(SOURCE EXTRACT):
* start *

Konstantin Apollonovich Savitsky (; 25 May 1844 — 31 January 1905) was a Russian realist painter born in the city of Taganrog in the village Frankovka or Baronovka, named after former governor Otto Pfeilizer-Frank. Today this area is occupied by the Taganrog Iron and Steel Factory TAGMET.

Early life
Savitsky's family lived in the building of the Taganrog Gymnasium for Boys, where his father worked as a doctor. In Frankovka the family rented a summer house. Savitsky spent his childhood and youth in Taganrog. He showed an interest for painting in early childhood. Being on the shore of Azov Sea with his parents, he loved to make sketches, and drawing lessons at the Gymnasium were his favorite subject.

When Konstantin was fifth-grader at Taganrog Gymnasium, his teenager's life changed unexpectedly. Both of his parents died suddenly. Kostya was taken by his uncle who lived in present-day Latvia and became his guardian. There Savitsky entered a private boarding-school and in 1862 he graduated and left for Saint Petersburg, where he entered The Imperial Academy of Arts in Saint Petersburg. Personal contacts with outstanding representatives of Russian culture – Ilya Repin, Ivan Shishkin, Viktor Vasnetsov, Mark Antokolski, Stasov, Nikolai Mikhailovich Karamzin – had a great influence on the development of the young artist.

Education and career
Soon Savitsky became one of the best students of the Imperial Academy of Arts. His student paintings were awarded with silver medals and for his painting Cain and Abel (1871) he received a gold medal.

After graduation from the Imperial Academy of Arts and two years abroad, the artist became co-partner of mobile art exhibitions (Peredvizhniki), a group of Russian realist artists who in protest at academic restrictions formed an artists' cooperative, which evolved into the Society for Traveling Art Exhibitions in 1870. The artwork Repairing Railway was one of the first paintings of that time dedicated to the life of the working class.

* end *

(EXTRACTED ENTRIES):
* start *

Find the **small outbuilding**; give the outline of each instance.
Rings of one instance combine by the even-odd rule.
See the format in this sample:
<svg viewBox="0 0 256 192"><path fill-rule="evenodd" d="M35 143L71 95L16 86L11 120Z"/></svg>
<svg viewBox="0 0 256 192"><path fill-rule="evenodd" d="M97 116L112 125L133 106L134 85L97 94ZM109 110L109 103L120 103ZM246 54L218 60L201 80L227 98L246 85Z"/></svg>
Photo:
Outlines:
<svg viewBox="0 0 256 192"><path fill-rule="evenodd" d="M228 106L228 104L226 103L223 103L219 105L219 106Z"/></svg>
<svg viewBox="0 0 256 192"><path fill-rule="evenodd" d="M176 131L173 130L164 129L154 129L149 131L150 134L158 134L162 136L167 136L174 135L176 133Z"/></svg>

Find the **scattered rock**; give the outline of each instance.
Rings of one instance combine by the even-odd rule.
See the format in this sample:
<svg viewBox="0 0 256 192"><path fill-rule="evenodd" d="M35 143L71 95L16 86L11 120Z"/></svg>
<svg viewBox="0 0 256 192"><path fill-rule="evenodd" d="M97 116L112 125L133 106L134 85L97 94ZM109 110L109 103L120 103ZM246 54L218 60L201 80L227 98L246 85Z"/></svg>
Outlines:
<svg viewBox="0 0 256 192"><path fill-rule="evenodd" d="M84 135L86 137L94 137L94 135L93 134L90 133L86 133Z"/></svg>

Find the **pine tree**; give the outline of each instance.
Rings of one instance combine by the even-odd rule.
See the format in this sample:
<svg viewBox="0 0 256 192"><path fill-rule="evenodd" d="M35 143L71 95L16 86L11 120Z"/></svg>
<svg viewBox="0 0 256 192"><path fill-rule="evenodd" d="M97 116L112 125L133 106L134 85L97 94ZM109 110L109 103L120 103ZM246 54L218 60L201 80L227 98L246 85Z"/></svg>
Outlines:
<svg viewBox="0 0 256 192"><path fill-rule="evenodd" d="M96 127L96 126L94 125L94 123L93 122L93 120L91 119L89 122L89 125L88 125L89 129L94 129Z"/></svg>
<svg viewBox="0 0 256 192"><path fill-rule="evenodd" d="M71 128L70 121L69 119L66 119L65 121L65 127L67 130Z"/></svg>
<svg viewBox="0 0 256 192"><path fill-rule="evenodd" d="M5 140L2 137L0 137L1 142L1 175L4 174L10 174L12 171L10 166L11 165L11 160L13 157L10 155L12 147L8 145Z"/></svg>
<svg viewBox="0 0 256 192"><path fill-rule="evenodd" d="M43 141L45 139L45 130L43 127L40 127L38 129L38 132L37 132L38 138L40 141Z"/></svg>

* end *

(SHORT EXERCISE):
List the representatives of Russian culture that the Savitsky biography names as his personal contacts.

(WRITTEN ANSWER):
Ilya Repin, Ivan Shishkin, Viktor Vasnetsov, Mark Antokolski, Stasov, Nikolai Mikhailovich Karamzin